» **TASK INPUTS**
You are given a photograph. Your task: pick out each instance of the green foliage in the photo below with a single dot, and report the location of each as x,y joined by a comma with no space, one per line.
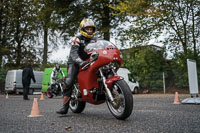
147,64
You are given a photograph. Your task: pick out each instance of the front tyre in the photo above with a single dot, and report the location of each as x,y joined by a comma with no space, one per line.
49,93
122,106
75,105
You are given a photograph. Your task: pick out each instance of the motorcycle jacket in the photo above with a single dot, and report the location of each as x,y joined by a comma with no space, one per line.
77,54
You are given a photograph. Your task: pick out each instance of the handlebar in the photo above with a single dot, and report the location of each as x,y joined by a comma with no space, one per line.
94,57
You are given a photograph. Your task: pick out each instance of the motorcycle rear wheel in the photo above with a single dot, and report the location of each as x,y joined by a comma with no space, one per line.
123,100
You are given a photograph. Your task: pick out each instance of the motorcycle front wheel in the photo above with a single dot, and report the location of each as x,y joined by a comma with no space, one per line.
75,105
49,94
122,106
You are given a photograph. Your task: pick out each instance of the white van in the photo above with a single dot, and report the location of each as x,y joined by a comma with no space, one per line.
126,74
13,82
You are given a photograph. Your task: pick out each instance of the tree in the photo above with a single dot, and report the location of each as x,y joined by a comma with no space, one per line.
146,63
17,23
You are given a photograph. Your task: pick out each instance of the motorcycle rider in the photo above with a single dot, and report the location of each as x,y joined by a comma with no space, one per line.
77,58
55,72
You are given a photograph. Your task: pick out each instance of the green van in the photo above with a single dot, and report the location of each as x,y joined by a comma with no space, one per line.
47,76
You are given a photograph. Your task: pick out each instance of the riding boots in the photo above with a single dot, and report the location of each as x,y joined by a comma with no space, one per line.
65,107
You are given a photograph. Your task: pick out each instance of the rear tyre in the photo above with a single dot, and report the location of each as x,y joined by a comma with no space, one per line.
136,90
123,100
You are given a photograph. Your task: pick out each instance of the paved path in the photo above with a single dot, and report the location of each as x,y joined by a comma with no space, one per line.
151,114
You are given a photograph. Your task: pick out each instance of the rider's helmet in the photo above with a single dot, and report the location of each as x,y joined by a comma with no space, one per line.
86,23
57,67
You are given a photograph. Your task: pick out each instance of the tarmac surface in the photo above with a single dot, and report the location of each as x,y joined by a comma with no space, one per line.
152,113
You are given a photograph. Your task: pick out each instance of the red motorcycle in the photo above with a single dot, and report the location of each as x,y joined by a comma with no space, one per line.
98,82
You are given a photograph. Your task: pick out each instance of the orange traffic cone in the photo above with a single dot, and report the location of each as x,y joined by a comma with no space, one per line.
35,112
176,98
7,96
42,96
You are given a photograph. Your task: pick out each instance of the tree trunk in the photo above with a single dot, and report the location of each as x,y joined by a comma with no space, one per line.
45,50
106,23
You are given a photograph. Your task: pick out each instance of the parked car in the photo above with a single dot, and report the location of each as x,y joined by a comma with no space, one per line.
128,77
13,82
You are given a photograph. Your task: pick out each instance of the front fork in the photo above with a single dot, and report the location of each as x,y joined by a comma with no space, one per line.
106,87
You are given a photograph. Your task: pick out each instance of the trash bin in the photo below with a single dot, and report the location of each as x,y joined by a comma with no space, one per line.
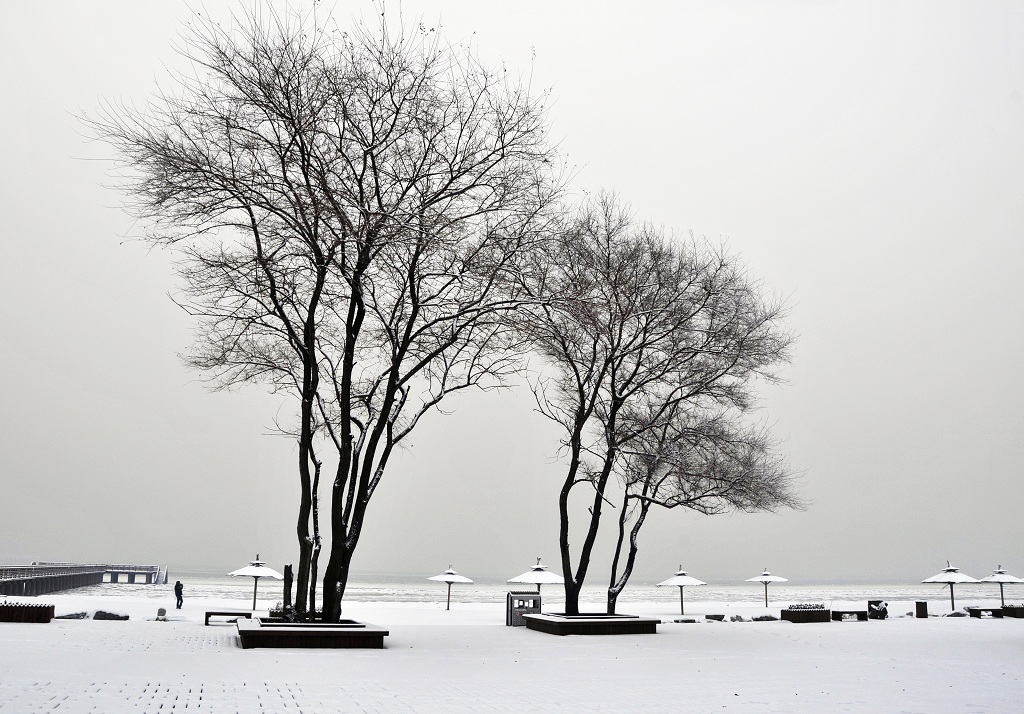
519,603
878,610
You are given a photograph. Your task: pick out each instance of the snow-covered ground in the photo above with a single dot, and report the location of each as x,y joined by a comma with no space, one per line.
467,661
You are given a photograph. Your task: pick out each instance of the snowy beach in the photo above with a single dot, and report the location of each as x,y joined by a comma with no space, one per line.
467,661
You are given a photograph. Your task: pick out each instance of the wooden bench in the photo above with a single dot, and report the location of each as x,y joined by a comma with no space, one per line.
803,615
226,614
980,612
841,615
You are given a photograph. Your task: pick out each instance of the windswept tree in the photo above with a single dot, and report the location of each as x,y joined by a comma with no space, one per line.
635,323
350,209
709,462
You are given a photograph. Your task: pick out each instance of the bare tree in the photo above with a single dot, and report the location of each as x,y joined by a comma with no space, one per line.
636,323
350,208
707,462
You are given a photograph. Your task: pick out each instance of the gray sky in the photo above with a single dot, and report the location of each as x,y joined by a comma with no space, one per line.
866,160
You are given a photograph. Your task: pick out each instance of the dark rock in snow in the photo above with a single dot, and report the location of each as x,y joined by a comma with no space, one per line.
103,615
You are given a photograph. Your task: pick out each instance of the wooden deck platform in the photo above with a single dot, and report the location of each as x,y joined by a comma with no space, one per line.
260,632
591,624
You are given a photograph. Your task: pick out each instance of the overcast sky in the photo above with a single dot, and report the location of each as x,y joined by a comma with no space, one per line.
866,160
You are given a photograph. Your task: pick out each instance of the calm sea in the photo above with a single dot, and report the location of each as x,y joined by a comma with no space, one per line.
406,589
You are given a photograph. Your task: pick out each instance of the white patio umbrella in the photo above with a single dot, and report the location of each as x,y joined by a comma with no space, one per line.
256,570
999,576
950,576
539,576
766,578
682,580
450,577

» **WHAT IS ASKED**
Can you write out, as a numbered list with blank lines omitted, every line starting with the one containing "the white patio" and continuing through the end of the records?

» **RESULT**
1. You are given a photograph. Your task: pick out each instance of the white patio umbrella in the photo above with a single dot, and report the location of each as x,y joined by a comma with no space, one per line.
2. 256,570
3. 999,576
4. 950,576
5. 539,576
6. 766,578
7. 682,580
8. 450,577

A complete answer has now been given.